**Prompt**
Copy out all the lines of the data that hold the word "trophy".

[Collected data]
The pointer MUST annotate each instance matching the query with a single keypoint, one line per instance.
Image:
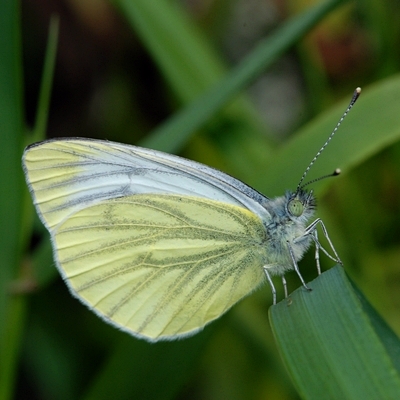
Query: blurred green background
(261, 84)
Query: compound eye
(295, 207)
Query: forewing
(67, 175)
(161, 266)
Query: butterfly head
(300, 205)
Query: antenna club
(356, 94)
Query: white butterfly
(157, 245)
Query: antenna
(356, 94)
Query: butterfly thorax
(286, 227)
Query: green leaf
(372, 124)
(165, 32)
(333, 346)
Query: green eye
(295, 207)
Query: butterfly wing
(66, 175)
(157, 245)
(161, 266)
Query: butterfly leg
(312, 230)
(284, 286)
(271, 284)
(296, 267)
(317, 247)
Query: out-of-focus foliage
(126, 67)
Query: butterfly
(157, 245)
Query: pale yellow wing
(161, 266)
(67, 175)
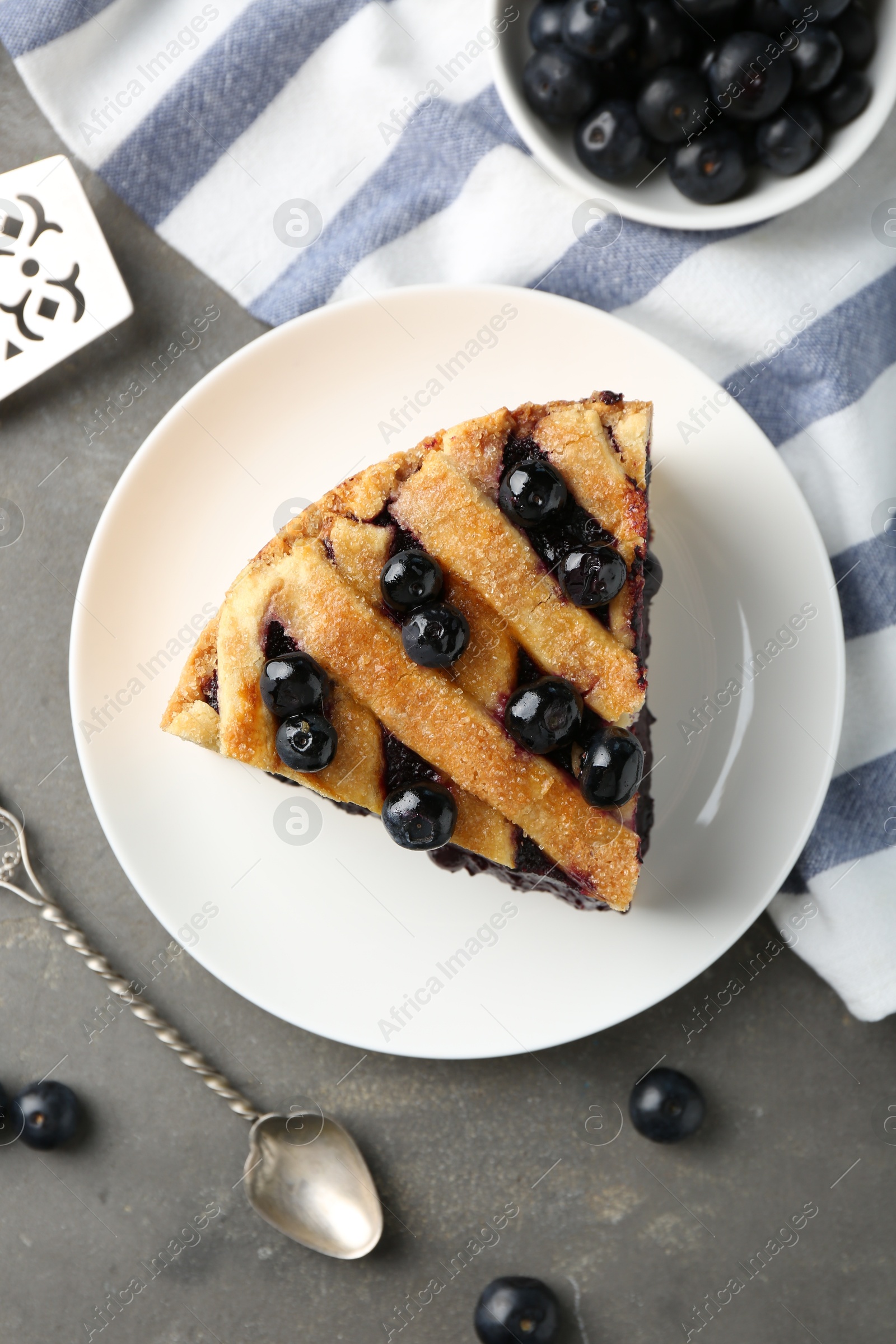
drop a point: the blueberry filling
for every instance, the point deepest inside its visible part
(278, 642)
(403, 765)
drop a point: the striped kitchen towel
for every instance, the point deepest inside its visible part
(204, 118)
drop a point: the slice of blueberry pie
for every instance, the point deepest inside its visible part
(456, 640)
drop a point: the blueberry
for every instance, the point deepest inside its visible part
(767, 17)
(46, 1114)
(792, 139)
(816, 59)
(419, 816)
(652, 577)
(558, 86)
(825, 10)
(533, 494)
(621, 77)
(409, 580)
(710, 170)
(544, 716)
(671, 104)
(600, 29)
(516, 1309)
(593, 576)
(667, 1107)
(747, 80)
(307, 743)
(436, 636)
(706, 59)
(846, 99)
(713, 17)
(546, 25)
(856, 35)
(293, 683)
(662, 41)
(610, 140)
(612, 768)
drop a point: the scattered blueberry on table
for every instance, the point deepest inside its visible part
(707, 85)
(46, 1113)
(515, 1308)
(667, 1107)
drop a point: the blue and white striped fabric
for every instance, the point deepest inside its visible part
(204, 118)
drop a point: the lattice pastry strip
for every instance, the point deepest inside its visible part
(318, 584)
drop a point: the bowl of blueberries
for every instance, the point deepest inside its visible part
(698, 113)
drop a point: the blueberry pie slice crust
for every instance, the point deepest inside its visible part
(316, 589)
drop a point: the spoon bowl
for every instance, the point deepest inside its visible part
(307, 1178)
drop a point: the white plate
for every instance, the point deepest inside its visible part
(656, 200)
(336, 932)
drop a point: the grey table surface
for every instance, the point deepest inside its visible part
(633, 1237)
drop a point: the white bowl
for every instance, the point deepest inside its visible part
(656, 200)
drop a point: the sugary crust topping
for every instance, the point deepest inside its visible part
(575, 441)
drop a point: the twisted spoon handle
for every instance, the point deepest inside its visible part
(119, 986)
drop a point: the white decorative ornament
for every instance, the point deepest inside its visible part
(59, 286)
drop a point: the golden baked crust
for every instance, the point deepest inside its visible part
(319, 582)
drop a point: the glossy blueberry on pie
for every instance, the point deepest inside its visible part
(46, 1114)
(307, 743)
(436, 636)
(558, 85)
(515, 1309)
(410, 580)
(292, 684)
(612, 767)
(419, 815)
(667, 1107)
(544, 716)
(533, 494)
(747, 80)
(593, 576)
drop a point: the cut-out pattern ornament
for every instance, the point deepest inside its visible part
(59, 287)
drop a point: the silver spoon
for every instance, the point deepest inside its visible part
(304, 1173)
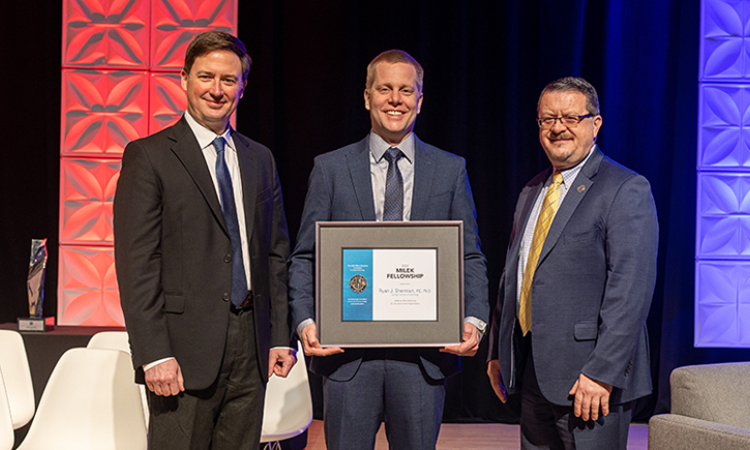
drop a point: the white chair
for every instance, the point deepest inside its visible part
(90, 403)
(118, 340)
(288, 408)
(15, 367)
(113, 340)
(6, 422)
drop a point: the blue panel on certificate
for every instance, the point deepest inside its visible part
(389, 284)
(357, 286)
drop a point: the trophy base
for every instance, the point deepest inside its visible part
(31, 324)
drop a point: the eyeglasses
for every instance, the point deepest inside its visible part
(570, 121)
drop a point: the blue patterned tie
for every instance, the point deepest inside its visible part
(393, 208)
(229, 208)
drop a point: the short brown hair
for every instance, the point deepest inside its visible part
(210, 41)
(574, 84)
(393, 57)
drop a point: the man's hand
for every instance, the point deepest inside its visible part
(590, 395)
(281, 361)
(165, 378)
(493, 371)
(311, 345)
(469, 344)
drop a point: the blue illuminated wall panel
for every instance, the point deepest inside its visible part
(722, 267)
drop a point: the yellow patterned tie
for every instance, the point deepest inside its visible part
(549, 208)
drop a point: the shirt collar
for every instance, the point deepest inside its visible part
(378, 146)
(205, 136)
(571, 173)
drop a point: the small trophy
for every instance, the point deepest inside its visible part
(35, 287)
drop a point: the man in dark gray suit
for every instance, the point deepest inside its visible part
(201, 248)
(389, 175)
(569, 328)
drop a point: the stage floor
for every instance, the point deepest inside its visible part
(485, 436)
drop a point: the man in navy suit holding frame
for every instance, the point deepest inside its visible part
(389, 175)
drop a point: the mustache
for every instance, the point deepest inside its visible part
(563, 135)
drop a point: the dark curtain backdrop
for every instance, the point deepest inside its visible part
(485, 64)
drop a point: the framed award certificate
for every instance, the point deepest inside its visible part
(389, 284)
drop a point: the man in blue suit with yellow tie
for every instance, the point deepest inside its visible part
(389, 175)
(569, 328)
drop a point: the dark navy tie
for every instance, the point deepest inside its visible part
(229, 209)
(393, 208)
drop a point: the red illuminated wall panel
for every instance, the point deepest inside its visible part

**Answer space**
drop a point: the trophy base
drop a point: the small trophy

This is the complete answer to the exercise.